WHAT THIS TASK INVOLVES. Return the records unchanged from their first line through the line that contains "positive clicks: (1496, 30)", and leave the pictures out of your answer.
───── RECORDS FOR THE EXERCISE ─────
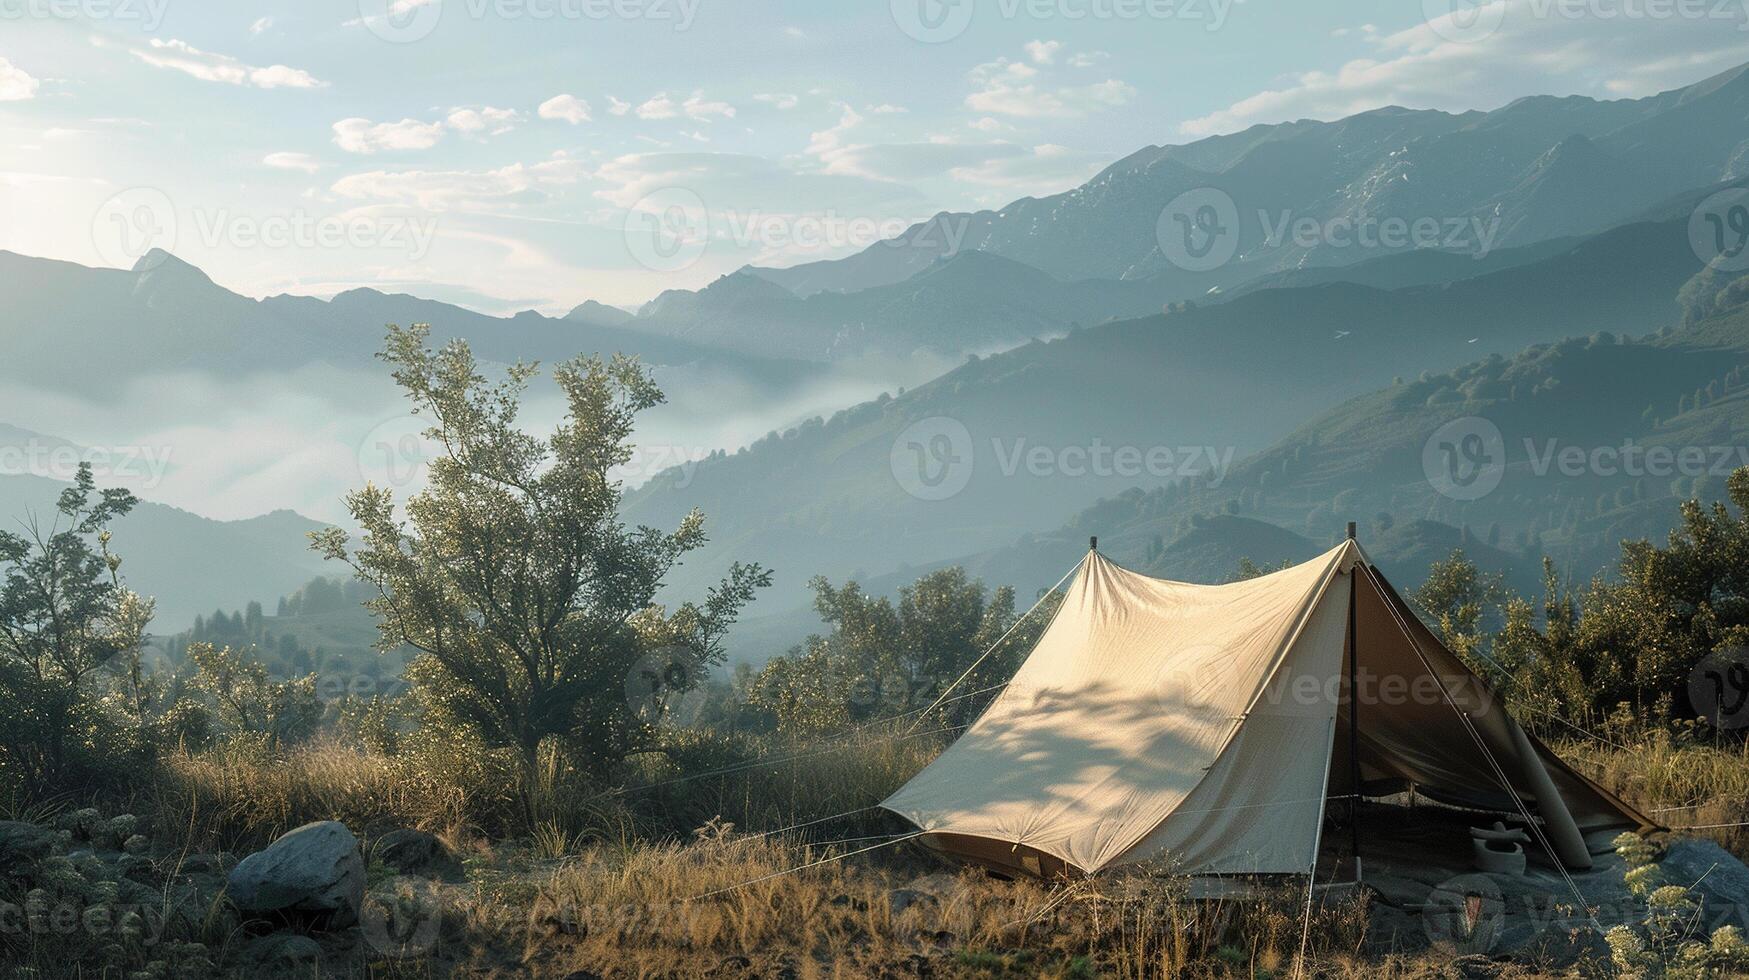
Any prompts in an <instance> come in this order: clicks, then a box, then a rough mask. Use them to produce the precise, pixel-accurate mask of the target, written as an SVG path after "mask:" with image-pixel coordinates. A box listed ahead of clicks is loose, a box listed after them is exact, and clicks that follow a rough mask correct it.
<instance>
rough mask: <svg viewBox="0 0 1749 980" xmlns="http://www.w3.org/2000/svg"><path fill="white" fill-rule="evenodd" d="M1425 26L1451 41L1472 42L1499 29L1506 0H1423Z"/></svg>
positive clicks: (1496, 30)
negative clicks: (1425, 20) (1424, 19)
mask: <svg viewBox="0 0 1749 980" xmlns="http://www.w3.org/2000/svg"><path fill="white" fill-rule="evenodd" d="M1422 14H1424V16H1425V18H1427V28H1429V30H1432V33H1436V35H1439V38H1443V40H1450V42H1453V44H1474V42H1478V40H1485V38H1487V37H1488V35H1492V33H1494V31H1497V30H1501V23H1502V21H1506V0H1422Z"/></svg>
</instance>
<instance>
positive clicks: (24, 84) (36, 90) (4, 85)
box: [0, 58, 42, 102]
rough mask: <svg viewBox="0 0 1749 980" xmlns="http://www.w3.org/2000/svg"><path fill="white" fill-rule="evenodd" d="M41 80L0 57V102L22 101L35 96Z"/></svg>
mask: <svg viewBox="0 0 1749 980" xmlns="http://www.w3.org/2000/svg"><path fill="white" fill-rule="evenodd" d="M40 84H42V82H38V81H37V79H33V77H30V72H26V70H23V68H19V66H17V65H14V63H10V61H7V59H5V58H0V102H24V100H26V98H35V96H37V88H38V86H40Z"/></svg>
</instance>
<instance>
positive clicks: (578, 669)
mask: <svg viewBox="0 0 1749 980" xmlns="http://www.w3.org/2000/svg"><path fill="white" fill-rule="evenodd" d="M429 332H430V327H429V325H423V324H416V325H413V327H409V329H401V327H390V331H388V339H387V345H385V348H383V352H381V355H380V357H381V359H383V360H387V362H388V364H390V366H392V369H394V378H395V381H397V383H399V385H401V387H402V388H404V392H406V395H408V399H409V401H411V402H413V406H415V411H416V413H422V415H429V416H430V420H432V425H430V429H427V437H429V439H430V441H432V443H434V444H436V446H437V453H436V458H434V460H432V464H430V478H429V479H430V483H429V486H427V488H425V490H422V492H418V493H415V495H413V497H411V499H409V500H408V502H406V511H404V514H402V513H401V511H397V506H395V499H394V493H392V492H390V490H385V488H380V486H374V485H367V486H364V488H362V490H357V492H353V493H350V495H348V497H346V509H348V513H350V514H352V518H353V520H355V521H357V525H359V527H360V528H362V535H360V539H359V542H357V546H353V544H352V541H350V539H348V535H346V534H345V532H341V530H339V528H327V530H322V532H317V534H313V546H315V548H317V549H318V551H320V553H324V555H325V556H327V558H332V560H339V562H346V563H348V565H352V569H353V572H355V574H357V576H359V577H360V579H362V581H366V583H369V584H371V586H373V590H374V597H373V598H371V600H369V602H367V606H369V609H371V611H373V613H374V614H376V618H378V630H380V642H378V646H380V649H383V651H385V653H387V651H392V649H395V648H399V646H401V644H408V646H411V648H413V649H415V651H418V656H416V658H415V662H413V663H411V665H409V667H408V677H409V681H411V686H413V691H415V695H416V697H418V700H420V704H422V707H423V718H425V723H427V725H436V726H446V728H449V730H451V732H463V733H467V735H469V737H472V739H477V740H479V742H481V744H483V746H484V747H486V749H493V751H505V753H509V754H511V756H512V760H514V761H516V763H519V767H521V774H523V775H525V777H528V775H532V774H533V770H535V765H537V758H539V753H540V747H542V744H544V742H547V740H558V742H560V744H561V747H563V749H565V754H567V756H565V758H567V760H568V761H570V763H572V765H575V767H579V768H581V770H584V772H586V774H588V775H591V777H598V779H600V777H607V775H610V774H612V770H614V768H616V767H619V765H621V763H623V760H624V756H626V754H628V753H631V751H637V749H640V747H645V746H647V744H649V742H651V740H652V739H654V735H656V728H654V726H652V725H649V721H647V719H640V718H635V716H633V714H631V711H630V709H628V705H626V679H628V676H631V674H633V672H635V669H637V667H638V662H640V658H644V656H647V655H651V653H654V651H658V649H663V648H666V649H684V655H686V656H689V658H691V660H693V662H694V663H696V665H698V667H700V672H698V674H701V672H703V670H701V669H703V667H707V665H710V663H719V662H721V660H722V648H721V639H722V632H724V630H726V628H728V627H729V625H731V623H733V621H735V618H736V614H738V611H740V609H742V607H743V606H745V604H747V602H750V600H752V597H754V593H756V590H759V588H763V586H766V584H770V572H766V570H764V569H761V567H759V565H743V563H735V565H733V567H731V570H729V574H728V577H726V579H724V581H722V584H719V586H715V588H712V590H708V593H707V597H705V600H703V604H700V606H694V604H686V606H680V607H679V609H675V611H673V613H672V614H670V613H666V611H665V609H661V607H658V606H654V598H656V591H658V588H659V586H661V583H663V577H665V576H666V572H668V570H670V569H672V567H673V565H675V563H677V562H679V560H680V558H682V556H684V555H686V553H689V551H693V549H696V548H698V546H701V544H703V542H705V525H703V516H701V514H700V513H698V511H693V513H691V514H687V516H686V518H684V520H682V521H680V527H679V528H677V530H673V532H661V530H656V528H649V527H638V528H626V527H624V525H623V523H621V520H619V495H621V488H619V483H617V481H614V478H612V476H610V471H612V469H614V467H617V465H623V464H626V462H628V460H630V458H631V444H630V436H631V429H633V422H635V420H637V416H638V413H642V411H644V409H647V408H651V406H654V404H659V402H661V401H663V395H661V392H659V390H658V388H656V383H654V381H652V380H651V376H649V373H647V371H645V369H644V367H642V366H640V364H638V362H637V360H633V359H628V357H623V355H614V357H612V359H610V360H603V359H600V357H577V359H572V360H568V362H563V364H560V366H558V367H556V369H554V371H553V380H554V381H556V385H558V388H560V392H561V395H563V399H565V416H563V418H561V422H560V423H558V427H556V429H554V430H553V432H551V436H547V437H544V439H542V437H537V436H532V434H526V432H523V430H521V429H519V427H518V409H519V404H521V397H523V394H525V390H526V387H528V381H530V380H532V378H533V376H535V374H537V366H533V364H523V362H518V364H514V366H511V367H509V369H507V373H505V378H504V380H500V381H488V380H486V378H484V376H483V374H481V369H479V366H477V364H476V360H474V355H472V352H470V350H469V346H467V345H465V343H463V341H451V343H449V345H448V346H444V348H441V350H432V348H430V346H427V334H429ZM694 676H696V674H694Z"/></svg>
─────
SOLVED PROBLEM.
Any prompts in an <instance> come in this order: clicks, then a box, then a rough mask. Use them to produce the precise, pixel-accurate mask of the target, written as an SVG path after "mask:" with image-pixel coordinates. A box listed ahead of clicks is loose, a box listed after them is exact, and clicks that follow a rough mask correct it.
<instance>
rough mask: <svg viewBox="0 0 1749 980" xmlns="http://www.w3.org/2000/svg"><path fill="white" fill-rule="evenodd" d="M1425 26L1451 41L1472 42L1499 29L1506 0H1423Z"/></svg>
positive clicks: (1496, 30)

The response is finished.